◆ **Extracted material**:
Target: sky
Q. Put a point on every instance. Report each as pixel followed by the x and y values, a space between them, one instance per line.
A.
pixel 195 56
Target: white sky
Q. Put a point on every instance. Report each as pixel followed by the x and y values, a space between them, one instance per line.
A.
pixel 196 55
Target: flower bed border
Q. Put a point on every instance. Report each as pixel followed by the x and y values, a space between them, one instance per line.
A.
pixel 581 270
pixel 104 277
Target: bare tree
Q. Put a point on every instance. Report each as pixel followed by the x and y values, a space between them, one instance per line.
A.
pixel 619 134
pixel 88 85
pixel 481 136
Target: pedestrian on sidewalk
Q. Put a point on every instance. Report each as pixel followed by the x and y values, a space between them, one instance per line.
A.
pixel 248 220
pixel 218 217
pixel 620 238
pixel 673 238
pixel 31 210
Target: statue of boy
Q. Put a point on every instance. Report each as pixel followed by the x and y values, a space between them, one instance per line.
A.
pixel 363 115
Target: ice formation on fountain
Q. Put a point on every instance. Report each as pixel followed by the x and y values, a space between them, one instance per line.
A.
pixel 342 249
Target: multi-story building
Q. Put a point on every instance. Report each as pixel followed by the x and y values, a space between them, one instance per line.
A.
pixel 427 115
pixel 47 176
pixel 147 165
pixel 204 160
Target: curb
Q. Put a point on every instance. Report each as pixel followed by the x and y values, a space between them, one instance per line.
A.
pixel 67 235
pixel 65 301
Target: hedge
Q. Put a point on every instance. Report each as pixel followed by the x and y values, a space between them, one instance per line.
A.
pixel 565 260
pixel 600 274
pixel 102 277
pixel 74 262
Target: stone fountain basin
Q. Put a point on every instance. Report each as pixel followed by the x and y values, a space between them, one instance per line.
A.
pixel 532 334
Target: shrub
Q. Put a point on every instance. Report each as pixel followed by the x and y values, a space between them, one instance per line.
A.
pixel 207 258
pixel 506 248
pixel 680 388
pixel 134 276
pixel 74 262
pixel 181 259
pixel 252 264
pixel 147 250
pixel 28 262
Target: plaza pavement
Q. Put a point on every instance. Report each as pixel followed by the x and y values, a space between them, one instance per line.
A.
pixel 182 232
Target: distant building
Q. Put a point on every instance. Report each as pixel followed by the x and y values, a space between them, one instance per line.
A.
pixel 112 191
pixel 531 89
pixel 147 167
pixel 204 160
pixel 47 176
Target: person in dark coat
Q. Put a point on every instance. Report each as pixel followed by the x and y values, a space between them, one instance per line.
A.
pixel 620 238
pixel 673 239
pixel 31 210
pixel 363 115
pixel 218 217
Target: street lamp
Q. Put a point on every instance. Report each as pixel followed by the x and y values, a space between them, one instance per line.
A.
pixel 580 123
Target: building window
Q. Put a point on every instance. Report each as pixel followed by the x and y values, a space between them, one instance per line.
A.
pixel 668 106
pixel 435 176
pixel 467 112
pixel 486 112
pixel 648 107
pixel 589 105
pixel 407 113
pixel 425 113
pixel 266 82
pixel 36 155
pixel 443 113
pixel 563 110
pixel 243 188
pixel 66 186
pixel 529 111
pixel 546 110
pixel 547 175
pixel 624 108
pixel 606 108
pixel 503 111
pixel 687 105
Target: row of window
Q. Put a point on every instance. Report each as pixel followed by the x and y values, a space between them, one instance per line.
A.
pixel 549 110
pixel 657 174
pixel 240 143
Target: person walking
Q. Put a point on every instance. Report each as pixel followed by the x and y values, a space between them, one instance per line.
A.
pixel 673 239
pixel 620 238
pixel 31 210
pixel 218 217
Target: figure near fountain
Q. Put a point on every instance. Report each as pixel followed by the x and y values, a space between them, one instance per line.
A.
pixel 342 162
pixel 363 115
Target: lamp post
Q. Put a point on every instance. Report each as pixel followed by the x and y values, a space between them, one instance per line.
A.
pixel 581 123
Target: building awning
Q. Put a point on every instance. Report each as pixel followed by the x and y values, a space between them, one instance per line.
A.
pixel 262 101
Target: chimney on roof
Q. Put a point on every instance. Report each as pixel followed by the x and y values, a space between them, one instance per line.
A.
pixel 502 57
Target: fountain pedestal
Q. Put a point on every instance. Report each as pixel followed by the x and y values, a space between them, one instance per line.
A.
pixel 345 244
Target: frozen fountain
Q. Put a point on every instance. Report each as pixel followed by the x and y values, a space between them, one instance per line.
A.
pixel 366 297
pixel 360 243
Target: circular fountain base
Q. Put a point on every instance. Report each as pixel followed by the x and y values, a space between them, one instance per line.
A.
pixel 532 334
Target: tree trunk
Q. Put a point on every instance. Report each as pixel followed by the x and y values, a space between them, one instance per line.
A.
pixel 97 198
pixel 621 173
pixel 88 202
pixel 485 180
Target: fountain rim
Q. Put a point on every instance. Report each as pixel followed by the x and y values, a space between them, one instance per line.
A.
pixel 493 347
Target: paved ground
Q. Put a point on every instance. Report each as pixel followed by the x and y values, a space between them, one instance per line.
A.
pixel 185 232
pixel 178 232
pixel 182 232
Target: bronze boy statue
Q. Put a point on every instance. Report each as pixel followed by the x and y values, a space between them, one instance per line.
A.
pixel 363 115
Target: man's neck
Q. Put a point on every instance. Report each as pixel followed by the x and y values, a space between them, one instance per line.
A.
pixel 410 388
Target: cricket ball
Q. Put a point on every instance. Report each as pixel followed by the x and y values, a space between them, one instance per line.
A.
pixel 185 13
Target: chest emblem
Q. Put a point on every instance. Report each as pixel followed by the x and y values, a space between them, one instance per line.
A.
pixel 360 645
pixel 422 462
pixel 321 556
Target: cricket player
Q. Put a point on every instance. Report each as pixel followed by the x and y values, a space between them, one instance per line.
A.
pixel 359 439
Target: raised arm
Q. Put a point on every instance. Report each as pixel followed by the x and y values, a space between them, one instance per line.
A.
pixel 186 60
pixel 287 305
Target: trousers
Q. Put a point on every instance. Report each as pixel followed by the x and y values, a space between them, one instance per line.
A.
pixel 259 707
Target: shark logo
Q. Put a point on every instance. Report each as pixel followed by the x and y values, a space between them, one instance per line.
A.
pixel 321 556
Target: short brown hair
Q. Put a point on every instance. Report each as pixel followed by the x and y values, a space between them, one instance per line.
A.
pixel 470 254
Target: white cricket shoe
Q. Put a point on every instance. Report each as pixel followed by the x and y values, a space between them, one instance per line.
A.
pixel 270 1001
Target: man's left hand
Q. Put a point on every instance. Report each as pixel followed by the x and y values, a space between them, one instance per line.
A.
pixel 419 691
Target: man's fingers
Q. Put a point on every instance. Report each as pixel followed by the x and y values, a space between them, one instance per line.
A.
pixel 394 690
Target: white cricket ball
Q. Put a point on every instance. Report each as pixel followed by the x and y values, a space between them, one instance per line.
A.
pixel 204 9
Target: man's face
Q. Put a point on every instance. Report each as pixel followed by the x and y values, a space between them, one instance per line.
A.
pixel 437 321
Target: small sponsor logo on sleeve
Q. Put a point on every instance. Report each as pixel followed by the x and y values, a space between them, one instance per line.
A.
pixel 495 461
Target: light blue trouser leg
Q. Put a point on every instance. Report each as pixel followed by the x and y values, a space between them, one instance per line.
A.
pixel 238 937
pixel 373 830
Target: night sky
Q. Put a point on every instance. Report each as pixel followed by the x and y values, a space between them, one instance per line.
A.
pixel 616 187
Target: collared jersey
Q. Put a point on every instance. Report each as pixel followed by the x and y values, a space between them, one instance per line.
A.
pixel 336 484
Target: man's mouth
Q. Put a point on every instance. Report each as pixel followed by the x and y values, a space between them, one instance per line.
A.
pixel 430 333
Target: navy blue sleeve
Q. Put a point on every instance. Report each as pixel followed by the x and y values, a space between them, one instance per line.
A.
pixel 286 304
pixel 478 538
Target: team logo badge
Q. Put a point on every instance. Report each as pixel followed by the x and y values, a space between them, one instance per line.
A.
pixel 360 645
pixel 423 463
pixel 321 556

◆ **What you are asked to do**:
Copy the items from the line containing "Target: man's face" through the end of the items, using "cuff" in place of every "sleeve" and changing nothing else.

◆ **Written response**:
Target: man's face
Q. Put a point on every instance. Report each as pixel followed by the x and y values, a space between them, one instance per line.
A.
pixel 437 321
Target: small sponsor logo on cuff
Q. Put a point on every instance. Report each as pixel followed by the x and y values, a space between them, one instance per line.
A.
pixel 495 461
Target: light blue trouser leg
Q. Put a point on every instance. Report each as pixel followed by the x and y values, a space between them, one instance per line.
A.
pixel 238 937
pixel 373 830
Target: night sky
Q. Put a point on every instance. Report each as pixel followed by the x and y values, a space between them, one instance per line.
A.
pixel 616 187
Target: collared jersey
Q. Put a point on every instance. Report each as pixel followed by the x and y values, a space between them, one instance per line.
A.
pixel 336 484
Target: man's mouth
Q. Put a point on every instance. Report each as pixel followed by the x and y values, a space between them, one instance per line.
A.
pixel 430 333
Target: navy blue cuff
Q. Put a point on every instance. Report each as pixel followed by the x and y values, a space between them, one instance per line.
A.
pixel 286 304
pixel 478 538
Target: team logo badge
Q. Put a point on every instance. Report each as pixel followed by the x and y values, a space between them, one instance per line.
A.
pixel 360 645
pixel 423 463
pixel 321 556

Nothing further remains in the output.